== WHAT YOU HAVE TO DO ==
Print all entries word for word.

== DATA SUPPLIED ==
•••

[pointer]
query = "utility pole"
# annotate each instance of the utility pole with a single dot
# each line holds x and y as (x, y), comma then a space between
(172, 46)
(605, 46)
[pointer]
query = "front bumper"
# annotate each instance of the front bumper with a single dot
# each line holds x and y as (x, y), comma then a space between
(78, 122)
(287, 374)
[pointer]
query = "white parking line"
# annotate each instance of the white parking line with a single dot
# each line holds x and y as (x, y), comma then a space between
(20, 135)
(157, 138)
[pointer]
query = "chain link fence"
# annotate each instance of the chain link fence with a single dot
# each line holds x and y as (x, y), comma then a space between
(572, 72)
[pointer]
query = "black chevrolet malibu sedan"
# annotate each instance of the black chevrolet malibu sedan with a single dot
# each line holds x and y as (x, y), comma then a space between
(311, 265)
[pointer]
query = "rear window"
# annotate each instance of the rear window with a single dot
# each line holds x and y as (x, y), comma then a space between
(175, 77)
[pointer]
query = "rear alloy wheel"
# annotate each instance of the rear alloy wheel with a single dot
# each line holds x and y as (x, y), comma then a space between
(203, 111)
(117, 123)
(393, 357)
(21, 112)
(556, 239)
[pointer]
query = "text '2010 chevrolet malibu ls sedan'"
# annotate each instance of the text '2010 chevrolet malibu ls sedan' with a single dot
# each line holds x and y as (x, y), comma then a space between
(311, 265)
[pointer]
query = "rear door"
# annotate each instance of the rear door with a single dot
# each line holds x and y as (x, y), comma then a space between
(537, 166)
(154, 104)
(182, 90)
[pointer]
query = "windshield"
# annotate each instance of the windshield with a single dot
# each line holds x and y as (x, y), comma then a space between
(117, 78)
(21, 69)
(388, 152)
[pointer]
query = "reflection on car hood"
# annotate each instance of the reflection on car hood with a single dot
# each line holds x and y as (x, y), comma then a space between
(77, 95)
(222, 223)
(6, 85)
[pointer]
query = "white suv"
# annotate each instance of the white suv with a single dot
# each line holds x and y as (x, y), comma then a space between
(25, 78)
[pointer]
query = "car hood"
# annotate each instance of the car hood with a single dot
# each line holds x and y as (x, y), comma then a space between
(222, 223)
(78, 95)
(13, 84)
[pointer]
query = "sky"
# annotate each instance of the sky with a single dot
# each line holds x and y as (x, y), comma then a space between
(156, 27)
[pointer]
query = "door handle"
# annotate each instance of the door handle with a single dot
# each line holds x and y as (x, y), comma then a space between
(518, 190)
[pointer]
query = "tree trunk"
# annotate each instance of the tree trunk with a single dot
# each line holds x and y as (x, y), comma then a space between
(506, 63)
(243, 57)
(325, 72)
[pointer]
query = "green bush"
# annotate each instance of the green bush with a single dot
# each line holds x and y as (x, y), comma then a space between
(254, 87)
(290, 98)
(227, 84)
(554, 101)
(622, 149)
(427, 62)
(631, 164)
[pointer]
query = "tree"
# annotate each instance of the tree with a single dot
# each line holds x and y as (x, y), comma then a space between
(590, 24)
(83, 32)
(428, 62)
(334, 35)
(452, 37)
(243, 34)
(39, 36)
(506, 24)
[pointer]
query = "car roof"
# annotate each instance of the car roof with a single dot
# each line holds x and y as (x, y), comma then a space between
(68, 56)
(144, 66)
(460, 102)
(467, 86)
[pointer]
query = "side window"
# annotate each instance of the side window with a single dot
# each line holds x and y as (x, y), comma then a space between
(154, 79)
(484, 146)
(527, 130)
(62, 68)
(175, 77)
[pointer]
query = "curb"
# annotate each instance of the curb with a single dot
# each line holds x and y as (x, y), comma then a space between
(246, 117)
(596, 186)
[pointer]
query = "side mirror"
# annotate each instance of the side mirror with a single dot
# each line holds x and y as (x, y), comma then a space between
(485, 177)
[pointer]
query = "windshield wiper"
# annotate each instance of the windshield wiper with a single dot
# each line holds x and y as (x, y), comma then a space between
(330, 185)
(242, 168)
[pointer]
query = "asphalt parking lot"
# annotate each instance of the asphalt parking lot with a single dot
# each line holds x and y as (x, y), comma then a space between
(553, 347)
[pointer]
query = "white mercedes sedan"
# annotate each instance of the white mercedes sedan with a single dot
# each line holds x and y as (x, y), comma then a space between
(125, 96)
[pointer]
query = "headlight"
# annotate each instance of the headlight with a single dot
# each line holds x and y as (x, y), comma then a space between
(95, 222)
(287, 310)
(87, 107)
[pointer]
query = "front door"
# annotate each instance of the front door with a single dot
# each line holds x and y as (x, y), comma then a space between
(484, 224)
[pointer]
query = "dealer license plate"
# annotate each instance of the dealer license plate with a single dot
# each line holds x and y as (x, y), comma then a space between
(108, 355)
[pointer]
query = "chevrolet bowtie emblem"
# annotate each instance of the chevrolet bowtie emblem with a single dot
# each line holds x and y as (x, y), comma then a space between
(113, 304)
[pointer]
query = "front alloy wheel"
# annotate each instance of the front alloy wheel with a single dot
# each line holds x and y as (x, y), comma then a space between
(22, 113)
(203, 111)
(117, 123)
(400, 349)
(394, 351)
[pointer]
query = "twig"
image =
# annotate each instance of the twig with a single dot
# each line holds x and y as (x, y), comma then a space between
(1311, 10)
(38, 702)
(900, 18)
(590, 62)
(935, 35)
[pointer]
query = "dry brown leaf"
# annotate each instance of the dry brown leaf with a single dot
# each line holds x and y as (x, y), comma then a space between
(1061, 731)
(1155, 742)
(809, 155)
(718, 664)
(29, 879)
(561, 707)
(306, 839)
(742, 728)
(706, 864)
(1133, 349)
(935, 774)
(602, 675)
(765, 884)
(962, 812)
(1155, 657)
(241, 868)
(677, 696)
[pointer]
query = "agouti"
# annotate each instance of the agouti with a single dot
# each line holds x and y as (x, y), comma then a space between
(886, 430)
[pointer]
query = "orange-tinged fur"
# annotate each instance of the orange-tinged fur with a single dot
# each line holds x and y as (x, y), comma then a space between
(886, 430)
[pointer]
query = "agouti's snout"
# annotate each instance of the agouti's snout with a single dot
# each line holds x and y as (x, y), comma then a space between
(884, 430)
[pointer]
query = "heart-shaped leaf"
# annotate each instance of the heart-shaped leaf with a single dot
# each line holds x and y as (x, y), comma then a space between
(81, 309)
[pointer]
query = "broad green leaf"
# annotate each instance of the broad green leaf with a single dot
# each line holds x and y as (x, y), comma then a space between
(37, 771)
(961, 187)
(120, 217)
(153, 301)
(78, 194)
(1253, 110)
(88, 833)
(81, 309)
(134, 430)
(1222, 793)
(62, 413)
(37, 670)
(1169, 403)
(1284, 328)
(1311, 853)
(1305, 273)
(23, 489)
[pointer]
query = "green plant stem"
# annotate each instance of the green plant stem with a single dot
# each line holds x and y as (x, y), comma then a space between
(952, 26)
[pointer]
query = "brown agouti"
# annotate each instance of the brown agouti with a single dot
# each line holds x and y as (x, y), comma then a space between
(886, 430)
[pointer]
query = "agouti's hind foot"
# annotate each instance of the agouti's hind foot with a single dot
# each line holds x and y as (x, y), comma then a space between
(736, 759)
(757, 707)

•••

== REPLY TO THE EXERCISE ==
[pointer]
query = "utility pole"
# annotate each instance of the utility pole with a single dot
# each line holds x and y as (x, y), comma then a space between
(172, 46)
(605, 46)
[pointer]
query = "front bumper"
# annotate each instance of the front bumper with a single dot
# each line holds x and y as (x, y), comma then a space between
(78, 122)
(287, 374)
[pointer]
query = "white parking line"
# annotate each instance of the white parking line with a single dot
# each line holds x and y as (x, y), comma then a space between
(20, 135)
(157, 138)
[pointer]
query = "chain link fence"
# annotate each instance of the chain link fence with a single dot
# each line holds x and y as (x, y), comma then a space between
(572, 72)
[pointer]
query = "black chevrolet malibu sedan"
# annotate each instance of the black chevrolet malibu sedan with a single dot
# each line holds x and y as (x, y), comma then a space between
(311, 265)
[pointer]
query = "rear window"
# annotate each instance of the rear window with a single dot
# each line holds x and y as (x, y), comma then a space between
(175, 77)
[pointer]
query = "rear alloy wheel"
# annotate each instance of the rear alloy wheel with a single dot
# each line holds x and y as (x, y), comma then a space between
(203, 111)
(117, 123)
(393, 357)
(21, 112)
(556, 239)
[pointer]
query = "text '2010 chevrolet malibu ls sedan'"
# annotate each instance of the text '2010 chevrolet malibu ls sedan' with a single dot
# each line holds x and y as (x, y), comma then a space between
(311, 265)
[pointer]
query = "rear door"
# annotate each instance of the rear door with a single dot
# each line holds x and y as (x, y), comma then a space between
(537, 166)
(154, 104)
(182, 90)
[pointer]
query = "windshield"
# annotate each instance of the windshield with a single dot
# each line holds x and y as (x, y), comma then a space between
(117, 78)
(21, 69)
(388, 152)
[pointer]
query = "reflection on car hood"
# annotate each instance of the reflection on car hood with a single dot
# each line holds x and y as (x, y), comma then a space between
(77, 95)
(222, 223)
(6, 85)
[pointer]
query = "white suv"
# annotate each instance of the white suv with a single dot
# each line holds x and y as (x, y), comma then a space between
(25, 78)
[pointer]
query = "car hood"
# annotate each instance of the car hood with a single dot
# each line holds x and y as (x, y), comma then a space between
(222, 223)
(78, 95)
(13, 84)
[pointer]
query = "sky"
# annotate each instance of the sky with a single dot
# each line holds x and y as (x, y), comma then a space between
(156, 27)
[pointer]
query = "door handle"
# annotate each instance of the door handle with a single dot
# each line holds x and y as (x, y), comma then a space between
(518, 190)
[pointer]
query = "tree trunk"
# annotate each instance of the tree trunk with a single dot
# each line holds x and y as (x, y), comma then a space between
(506, 63)
(243, 57)
(325, 72)
[pointer]
query = "green bush"
# annotate each instance of the green bush with a single dot
# each line holds x and y as (x, y), comma then a space between
(254, 87)
(290, 98)
(227, 84)
(554, 101)
(622, 149)
(427, 62)
(631, 164)
[pointer]
query = "tree"
# annotate each instance of the tree with a single dot
# each line holds x and y as (x, y), comma then a space between
(590, 24)
(83, 32)
(428, 62)
(334, 35)
(452, 37)
(243, 34)
(39, 36)
(506, 24)
[pointer]
query = "car roof"
# annotate each instance of the car roof with a single dot
# each line holds x and y as (x, y), comma then a space between
(68, 56)
(144, 66)
(460, 102)
(467, 86)
[pointer]
query = "side window"
# annotate each instance of the side window with a single dot
# each line holds x and y as (x, y), comma then a space between
(154, 79)
(484, 146)
(527, 130)
(62, 68)
(175, 77)
[pointer]
query = "curb"
# annotate each instance of the curb with a single dot
# each line holds x and y as (x, y), comma then a space between
(246, 117)
(596, 186)
[pointer]
query = "side mirror"
# annotate each instance of the side mirror with a single dot
# each line holds x and y as (x, y), comma then a space between
(485, 177)
[pointer]
query = "windshield wiper"
# annotate each instance of the windshield wiper with a single dot
# each line holds x and y as (x, y), comma then a space between
(330, 185)
(242, 168)
[pointer]
query = "asphalt parking lot"
# annotate each instance of the asphalt parking lot with a single dot
# each line holds x and y as (x, y), comma then a space between
(553, 347)
[pointer]
query = "white mercedes sedan"
# annotate each instance of the white mercedes sedan with a single dot
# each line holds x and y as (x, y), comma then a space between
(125, 96)
[pointer]
query = "headlight"
# annotate each instance of the headlight with a single dot
# each line holds x and y as (x, y), comma then a space between
(95, 222)
(287, 310)
(87, 107)
[pointer]
query = "front door"
# annotate each instance of the front door with a single dot
# each line holds x and y as (x, y), comma then a space between
(484, 224)
[pointer]
query = "dealer license plate"
# annotate each instance of the dealer license plate with a single dot
# each line holds x and y as (x, y), comma then a space between
(108, 355)
[pointer]
query = "chevrolet bowtie emblem"
# annotate each instance of the chevrolet bowtie emblem with a single dot
# each line holds x and y as (x, y), comma then a space between
(113, 304)
[pointer]
query = "front alloy wheel"
# annotate each instance of the front alloy wheel with a single dot
# each line holds x and y as (x, y), comma then a space between
(22, 113)
(203, 111)
(117, 123)
(400, 349)
(394, 351)
[pointer]
query = "twig"
image =
# annotate each instance of the twig with a single dot
# each line holds x and y as (x, y), comma then a space between
(1311, 10)
(38, 702)
(900, 18)
(590, 62)
(935, 35)
[pointer]
query = "dry brown leaf"
# annotate each instance of the dry brown leaf with a single dot
# each line holds x and y as (x, y), comma then a space between
(1061, 731)
(1155, 742)
(809, 155)
(718, 664)
(29, 879)
(561, 707)
(306, 839)
(742, 728)
(706, 864)
(1133, 349)
(935, 774)
(602, 675)
(765, 884)
(962, 812)
(1155, 657)
(241, 868)
(677, 696)
[pointer]
query = "agouti"
# annotate each instance of the agouti with a single dot
# each line holds x and y as (x, y), comma then a space between
(886, 430)
[pointer]
query = "orange-tinged fur"
# annotate each instance of the orange-tinged fur with a single dot
# each line holds x and y as (x, y), comma then a space between
(886, 430)
[pointer]
query = "agouti's snout"
# annotate each instance of the agouti's snout with a single dot
# each line holds x and y as (x, y), comma then a space between
(884, 430)
[pointer]
query = "heart-shaped leaf"
# annotate each instance of the heart-shaped leaf with a single dot
# each line holds x and y as (x, y), comma then a space between
(81, 309)
[pointer]
query = "broad green leaf"
# annotate each instance of the broad green leaf with a single dot
# each line holds x and y as (x, y), comma then a space between
(37, 771)
(961, 187)
(120, 217)
(153, 301)
(78, 194)
(1253, 110)
(88, 833)
(81, 309)
(134, 430)
(1222, 793)
(62, 413)
(37, 670)
(1169, 403)
(1284, 328)
(1311, 853)
(1305, 273)
(23, 489)
[pointer]
query = "green plant stem"
# annotate each instance of the green plant stem with a single dot
# each line holds x and y as (x, y), comma then a space between
(952, 26)
[pointer]
query = "brown agouti"
# annotate each instance of the brown agouti with a single dot
# each line holds x and y as (x, y), comma then a space between
(886, 430)
[pointer]
query = "agouti's hind foot"
# annotate each instance of the agouti's hind foot with a single dot
# each line holds x and y as (x, y), comma then a space between
(736, 759)
(757, 707)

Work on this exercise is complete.